* START Data rows *
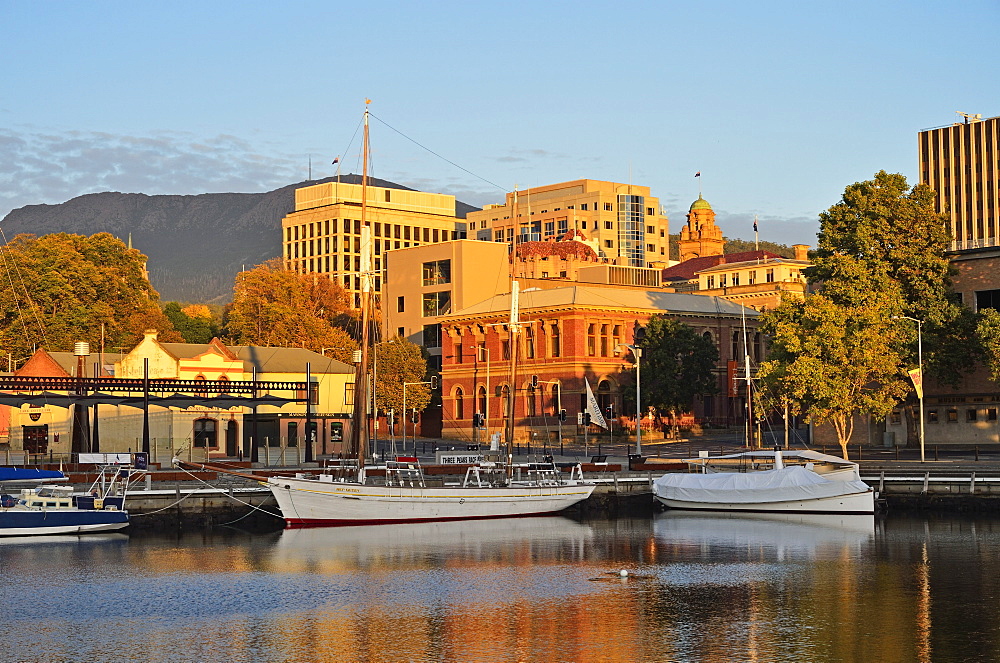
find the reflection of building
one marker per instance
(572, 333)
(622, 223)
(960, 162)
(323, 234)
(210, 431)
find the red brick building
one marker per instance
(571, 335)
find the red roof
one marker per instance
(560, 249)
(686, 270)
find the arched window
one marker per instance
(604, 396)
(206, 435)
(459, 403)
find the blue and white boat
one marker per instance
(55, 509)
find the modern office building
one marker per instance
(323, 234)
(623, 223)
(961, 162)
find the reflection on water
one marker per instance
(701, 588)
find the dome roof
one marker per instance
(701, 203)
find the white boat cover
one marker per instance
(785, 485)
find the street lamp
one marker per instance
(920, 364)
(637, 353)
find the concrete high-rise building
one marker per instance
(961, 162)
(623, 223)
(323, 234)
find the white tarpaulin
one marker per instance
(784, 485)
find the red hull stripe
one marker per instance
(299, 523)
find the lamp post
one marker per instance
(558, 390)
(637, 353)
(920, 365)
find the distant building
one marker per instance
* END Data rows *
Rewrite the stretch from the line containing "find the lamp post" through the end of the records as a JSON list of strings, with one string for each line and blank lines left out.

[
  "find the lamp post",
  "one marker per instance",
  "(558, 390)",
  "(637, 353)",
  "(920, 365)",
  "find the distant building",
  "one marker per instance"
]